• **What is needed**:
In the records below, tally each line that contains the word "gets" and give the total only.

______

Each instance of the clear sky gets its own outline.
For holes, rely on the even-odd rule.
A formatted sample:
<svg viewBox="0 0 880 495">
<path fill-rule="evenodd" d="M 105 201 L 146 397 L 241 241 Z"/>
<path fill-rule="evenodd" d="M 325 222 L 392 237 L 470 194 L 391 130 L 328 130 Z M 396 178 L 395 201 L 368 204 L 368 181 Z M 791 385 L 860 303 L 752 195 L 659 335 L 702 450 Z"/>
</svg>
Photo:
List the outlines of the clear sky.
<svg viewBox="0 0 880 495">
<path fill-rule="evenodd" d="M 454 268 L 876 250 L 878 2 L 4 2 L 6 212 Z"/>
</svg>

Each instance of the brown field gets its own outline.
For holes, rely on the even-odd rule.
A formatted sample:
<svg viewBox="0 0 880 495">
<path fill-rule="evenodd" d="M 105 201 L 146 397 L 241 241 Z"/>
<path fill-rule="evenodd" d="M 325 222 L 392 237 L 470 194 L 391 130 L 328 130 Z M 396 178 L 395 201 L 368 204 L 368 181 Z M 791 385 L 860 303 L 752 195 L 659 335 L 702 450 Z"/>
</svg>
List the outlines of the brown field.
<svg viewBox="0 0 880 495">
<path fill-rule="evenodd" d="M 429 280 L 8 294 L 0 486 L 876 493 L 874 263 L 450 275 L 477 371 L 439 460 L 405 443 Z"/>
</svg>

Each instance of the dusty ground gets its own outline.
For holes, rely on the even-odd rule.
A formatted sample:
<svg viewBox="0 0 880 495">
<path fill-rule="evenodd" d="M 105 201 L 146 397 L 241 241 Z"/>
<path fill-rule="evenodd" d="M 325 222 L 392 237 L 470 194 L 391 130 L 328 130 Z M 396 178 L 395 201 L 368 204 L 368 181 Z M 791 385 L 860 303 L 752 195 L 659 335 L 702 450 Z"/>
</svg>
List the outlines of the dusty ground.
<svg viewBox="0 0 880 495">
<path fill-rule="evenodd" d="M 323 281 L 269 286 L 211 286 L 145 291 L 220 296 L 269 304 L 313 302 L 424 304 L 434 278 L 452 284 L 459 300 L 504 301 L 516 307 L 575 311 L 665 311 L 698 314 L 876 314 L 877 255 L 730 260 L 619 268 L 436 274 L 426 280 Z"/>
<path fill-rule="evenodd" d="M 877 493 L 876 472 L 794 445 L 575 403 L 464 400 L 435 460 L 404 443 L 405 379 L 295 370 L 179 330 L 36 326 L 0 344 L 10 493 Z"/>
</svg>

______

• **Your solution**:
3